» Work request:
Write out exactly the lines of the entries below from the one holding "One point lands on each instance of the cloud streak;" to the one holding "One point lands on each instance of the winding", inclusive, and leave out all other lines.

======== Available data ========

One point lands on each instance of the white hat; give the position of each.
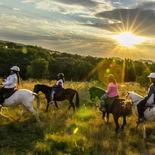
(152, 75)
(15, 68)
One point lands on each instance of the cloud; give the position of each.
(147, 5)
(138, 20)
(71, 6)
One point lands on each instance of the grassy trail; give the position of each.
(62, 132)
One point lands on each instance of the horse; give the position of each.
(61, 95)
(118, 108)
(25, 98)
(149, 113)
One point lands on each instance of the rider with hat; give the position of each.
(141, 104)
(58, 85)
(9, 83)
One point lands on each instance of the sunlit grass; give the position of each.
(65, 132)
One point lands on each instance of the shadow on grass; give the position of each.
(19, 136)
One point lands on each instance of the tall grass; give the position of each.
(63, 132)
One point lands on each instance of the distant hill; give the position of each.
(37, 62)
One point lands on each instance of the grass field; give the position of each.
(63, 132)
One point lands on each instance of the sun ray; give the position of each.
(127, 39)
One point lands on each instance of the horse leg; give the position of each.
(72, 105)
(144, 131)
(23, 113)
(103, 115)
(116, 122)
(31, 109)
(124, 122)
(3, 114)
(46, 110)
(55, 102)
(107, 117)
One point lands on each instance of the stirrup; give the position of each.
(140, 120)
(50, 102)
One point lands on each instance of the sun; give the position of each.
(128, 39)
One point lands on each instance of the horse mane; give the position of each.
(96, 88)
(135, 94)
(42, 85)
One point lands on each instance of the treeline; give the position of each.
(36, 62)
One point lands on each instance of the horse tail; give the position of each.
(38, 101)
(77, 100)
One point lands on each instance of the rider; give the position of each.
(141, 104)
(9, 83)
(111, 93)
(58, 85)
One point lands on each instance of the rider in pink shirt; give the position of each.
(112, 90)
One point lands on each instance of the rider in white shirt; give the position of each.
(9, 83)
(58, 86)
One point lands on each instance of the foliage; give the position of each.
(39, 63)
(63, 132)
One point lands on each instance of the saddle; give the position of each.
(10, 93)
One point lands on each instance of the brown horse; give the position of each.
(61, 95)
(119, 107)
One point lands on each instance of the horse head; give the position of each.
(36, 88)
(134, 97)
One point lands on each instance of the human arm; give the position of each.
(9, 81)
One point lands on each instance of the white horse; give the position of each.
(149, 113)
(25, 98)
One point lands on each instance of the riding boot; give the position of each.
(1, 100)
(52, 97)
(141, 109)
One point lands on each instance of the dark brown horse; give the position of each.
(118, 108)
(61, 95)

========
======== Available data ========

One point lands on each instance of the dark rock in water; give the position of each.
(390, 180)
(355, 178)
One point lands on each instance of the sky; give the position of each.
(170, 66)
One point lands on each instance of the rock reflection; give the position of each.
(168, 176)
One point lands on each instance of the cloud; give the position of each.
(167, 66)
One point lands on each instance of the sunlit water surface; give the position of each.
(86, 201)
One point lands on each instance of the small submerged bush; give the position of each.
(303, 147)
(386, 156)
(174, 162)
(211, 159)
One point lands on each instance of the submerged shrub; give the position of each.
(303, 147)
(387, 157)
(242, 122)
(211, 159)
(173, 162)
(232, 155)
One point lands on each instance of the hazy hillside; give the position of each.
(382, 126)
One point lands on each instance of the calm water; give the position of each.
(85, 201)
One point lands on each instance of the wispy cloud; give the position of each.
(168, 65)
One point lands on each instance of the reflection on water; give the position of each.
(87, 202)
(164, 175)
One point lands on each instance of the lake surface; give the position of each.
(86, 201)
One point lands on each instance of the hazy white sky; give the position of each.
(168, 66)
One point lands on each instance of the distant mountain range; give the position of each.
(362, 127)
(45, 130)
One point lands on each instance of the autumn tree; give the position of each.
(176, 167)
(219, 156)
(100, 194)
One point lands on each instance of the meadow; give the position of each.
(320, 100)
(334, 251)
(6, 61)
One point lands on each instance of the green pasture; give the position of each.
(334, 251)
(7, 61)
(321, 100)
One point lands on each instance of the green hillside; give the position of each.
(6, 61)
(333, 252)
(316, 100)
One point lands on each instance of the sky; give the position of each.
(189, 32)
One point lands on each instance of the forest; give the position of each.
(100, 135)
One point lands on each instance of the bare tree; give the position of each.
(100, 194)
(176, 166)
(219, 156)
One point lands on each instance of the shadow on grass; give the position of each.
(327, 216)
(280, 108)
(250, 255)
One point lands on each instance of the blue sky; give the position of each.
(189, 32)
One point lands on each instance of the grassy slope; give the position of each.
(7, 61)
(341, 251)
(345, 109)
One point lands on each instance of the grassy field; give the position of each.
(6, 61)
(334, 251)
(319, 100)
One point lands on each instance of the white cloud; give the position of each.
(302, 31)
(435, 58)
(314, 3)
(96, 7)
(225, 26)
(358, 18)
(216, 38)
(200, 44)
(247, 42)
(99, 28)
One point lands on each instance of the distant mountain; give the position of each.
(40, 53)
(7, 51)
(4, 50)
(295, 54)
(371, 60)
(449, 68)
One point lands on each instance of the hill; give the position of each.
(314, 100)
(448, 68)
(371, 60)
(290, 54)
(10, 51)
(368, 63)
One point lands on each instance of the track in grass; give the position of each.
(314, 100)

========
======== Available data ========

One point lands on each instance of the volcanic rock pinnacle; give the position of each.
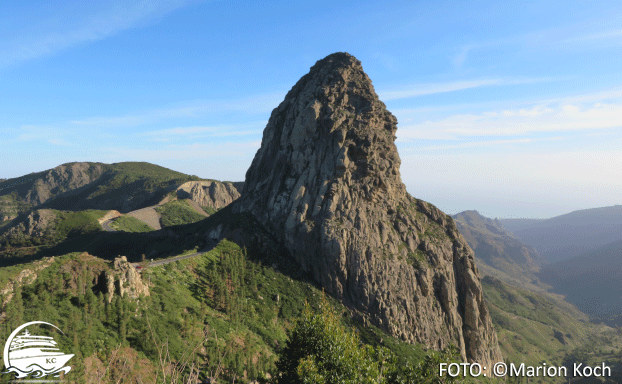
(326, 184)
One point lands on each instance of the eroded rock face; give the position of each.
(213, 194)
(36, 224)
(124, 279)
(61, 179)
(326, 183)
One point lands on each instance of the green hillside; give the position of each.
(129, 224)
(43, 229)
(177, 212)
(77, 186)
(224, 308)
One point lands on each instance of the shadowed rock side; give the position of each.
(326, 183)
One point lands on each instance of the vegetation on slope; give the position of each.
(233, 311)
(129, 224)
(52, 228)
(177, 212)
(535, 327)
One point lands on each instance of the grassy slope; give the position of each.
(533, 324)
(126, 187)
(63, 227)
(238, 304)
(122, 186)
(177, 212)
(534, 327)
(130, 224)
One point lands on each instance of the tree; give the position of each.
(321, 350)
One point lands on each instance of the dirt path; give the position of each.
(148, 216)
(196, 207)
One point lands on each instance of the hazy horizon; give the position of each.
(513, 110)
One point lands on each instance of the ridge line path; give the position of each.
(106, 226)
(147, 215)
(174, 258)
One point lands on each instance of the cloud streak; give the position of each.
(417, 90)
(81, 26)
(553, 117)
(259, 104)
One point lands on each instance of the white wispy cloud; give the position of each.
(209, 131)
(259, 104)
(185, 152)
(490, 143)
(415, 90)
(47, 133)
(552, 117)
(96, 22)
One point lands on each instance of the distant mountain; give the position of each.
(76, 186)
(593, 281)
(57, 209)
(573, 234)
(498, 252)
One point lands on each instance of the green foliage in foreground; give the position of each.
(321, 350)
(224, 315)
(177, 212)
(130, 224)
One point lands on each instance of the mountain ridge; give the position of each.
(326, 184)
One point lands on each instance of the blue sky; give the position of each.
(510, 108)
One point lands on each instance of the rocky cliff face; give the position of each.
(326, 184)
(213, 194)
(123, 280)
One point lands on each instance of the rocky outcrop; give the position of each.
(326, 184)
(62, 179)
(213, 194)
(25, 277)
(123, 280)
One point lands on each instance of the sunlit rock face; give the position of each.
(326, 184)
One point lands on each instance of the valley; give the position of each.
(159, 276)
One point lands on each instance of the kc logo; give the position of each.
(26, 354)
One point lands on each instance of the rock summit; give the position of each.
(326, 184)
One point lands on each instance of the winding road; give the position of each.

========

» Result of this exercise:
One point lands on each instance of the cloud streak; give the position of each.
(417, 90)
(81, 26)
(553, 117)
(259, 104)
One point lands on each instance of the white wispy cloud; give the position of each.
(209, 131)
(259, 104)
(185, 152)
(490, 143)
(415, 90)
(47, 133)
(552, 117)
(96, 22)
One point lands on each instance of the distant mountain; give the position of each.
(76, 186)
(593, 281)
(57, 209)
(573, 234)
(498, 252)
One point lands on each instance of the green foliage in foreground; give the position of each.
(321, 350)
(224, 315)
(177, 212)
(130, 224)
One point lands on each instance of the mountain ridge; give the position of each.
(326, 184)
One point lands on each instance of the blue sky; give the position of each.
(510, 108)
One point lands on each instance of the rocky cliff face; give the position of each.
(326, 184)
(213, 194)
(123, 280)
One point lands on each instance of the rocky outcrop; give the position of each.
(326, 184)
(62, 179)
(213, 194)
(25, 277)
(123, 280)
One point lands on each instance of the sunlit rock face; give the position of each.
(326, 184)
One point lands on each instance of the valley; give the position of each.
(159, 276)
One point lands on each instance of the kc logo; give the position of each.
(26, 354)
One point lands on each instance of the rock summit; give the position of each.
(326, 184)
One point lands on each instance of the winding road; give the position of each.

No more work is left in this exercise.